#### Try it:
Below are entries; copy exactly the lines from the one with "the seated audience" through the one with "point_to MUST return one point per instance of the standing", both included, and leave out the rest.
***** Information
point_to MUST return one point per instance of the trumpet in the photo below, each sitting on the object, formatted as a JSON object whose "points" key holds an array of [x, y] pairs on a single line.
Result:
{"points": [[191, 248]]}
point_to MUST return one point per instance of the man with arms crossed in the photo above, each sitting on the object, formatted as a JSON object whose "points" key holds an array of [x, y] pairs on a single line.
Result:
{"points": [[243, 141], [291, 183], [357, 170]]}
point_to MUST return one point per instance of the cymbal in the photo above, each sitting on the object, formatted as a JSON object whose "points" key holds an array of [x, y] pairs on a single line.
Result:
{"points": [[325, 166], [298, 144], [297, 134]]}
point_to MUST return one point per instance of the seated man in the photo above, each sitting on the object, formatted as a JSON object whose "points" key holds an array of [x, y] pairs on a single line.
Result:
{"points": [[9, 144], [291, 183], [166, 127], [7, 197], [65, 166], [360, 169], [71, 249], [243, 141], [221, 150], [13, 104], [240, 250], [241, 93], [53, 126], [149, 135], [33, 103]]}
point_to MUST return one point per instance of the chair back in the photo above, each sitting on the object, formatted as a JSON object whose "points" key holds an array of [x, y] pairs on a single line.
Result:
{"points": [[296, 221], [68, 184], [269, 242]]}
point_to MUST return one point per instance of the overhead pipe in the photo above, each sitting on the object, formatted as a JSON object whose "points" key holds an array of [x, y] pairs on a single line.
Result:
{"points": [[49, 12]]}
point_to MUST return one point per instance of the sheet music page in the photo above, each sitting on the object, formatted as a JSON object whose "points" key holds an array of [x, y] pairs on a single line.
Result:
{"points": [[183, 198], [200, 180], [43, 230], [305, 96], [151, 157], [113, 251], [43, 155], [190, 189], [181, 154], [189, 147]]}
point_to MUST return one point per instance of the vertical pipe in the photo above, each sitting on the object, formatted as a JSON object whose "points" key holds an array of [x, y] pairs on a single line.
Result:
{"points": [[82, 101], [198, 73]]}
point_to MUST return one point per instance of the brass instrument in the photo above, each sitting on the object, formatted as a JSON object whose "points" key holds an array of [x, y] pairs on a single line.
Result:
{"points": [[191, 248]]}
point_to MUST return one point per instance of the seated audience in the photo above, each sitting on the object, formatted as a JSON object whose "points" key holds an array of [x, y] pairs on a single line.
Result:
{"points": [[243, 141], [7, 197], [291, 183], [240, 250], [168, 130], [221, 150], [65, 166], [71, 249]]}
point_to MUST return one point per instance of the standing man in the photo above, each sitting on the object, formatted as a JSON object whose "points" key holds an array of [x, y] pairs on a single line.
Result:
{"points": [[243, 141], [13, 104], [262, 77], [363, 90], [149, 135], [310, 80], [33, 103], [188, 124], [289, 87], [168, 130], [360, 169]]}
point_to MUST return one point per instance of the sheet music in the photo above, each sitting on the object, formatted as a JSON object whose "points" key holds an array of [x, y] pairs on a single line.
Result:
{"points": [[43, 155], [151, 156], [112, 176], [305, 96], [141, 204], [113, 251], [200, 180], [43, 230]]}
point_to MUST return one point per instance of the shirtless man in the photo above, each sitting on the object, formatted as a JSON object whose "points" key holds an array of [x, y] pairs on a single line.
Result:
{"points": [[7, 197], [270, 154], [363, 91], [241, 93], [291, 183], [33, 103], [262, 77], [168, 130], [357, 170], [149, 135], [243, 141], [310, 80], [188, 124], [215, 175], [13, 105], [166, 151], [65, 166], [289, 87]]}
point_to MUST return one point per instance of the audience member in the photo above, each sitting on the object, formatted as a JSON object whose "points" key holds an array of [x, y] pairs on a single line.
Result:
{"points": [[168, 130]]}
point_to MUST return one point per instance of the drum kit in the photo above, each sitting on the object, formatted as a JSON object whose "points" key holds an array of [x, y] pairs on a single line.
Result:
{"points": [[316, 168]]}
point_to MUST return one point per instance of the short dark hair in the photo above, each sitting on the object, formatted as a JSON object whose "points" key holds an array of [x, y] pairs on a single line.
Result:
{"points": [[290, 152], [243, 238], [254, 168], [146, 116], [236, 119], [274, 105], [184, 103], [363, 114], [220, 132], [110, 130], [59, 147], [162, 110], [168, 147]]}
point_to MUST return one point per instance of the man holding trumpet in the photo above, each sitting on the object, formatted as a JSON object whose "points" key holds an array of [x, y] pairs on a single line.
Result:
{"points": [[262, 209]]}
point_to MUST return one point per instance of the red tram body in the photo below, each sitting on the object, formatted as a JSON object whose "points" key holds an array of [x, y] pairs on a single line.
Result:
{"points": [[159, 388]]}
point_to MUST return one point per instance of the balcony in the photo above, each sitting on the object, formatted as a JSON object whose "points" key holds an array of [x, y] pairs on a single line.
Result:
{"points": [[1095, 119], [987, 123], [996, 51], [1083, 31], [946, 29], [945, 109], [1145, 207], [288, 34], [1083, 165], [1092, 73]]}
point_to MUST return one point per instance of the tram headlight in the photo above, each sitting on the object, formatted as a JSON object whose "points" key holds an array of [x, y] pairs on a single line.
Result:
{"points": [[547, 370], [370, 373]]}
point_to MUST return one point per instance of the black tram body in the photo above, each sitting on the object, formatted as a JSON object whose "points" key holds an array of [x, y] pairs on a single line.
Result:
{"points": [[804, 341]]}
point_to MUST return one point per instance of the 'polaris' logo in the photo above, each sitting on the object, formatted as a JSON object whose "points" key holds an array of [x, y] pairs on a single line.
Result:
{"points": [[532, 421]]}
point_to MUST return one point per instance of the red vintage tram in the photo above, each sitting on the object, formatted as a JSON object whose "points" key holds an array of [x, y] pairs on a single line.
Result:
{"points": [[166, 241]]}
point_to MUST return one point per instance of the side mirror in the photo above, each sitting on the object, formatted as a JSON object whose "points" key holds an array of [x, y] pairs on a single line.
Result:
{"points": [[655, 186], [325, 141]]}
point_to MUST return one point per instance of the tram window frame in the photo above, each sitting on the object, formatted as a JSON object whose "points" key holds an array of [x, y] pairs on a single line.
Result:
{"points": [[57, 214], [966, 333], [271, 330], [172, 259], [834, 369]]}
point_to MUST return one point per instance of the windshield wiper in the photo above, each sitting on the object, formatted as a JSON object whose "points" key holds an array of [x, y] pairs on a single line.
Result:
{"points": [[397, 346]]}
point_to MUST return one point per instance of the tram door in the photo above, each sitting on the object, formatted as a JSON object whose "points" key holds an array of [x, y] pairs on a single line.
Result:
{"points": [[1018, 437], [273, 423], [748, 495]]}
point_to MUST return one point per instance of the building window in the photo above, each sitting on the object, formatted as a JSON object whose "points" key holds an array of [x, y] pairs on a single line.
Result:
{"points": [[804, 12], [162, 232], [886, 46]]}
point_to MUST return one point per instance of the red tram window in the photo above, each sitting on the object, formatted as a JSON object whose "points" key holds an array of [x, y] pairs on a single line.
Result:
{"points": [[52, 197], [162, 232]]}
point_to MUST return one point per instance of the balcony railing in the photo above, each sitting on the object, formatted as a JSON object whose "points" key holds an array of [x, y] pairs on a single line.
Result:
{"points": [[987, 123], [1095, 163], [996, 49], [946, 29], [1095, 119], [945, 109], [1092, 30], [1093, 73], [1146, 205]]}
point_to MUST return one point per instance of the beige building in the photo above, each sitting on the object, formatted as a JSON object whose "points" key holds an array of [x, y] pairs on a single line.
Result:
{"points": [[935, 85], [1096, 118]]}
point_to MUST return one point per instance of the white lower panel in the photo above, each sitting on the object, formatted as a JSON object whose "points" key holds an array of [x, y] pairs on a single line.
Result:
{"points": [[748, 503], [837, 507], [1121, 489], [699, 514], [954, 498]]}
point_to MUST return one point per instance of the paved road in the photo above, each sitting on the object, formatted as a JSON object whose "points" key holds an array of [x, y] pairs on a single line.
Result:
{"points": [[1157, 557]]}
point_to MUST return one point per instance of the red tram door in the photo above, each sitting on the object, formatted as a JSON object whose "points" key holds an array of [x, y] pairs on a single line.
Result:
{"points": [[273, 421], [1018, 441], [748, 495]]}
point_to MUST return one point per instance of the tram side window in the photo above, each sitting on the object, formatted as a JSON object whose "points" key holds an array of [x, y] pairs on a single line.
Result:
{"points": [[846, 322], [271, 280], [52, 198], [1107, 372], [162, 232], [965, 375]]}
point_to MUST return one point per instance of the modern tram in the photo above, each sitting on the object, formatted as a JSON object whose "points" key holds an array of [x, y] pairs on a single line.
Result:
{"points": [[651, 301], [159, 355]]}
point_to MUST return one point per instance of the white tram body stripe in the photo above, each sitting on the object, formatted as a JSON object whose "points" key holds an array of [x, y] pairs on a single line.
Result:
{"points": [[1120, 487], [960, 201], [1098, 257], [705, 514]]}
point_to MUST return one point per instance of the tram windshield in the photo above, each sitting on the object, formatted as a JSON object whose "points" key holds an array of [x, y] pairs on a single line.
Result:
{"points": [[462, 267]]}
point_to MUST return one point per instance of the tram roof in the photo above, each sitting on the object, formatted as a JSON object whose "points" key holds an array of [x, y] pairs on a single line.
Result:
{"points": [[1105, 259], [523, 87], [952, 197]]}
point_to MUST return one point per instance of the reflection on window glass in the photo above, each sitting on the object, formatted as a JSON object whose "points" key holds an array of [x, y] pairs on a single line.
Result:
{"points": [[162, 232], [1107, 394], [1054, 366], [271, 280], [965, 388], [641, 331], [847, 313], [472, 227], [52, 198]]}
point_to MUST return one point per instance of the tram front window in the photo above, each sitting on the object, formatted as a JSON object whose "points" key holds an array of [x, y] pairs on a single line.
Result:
**********
#### Written response:
point_to MUST return one point per instance of the seated audience in the photo above, each sitting on the object, formatted as a JSON object whose "points" key holds an array of [x, y] pairs on a single line.
Result:
{"points": [[243, 141], [7, 197], [291, 183], [240, 250], [168, 130], [221, 150], [65, 166], [71, 249]]}
point_to MUST return one point per instance of the standing man in the photo above, each sitting on the object, formatted as a JSON object whose "points" key holds an array of [x, y] pairs on a single line.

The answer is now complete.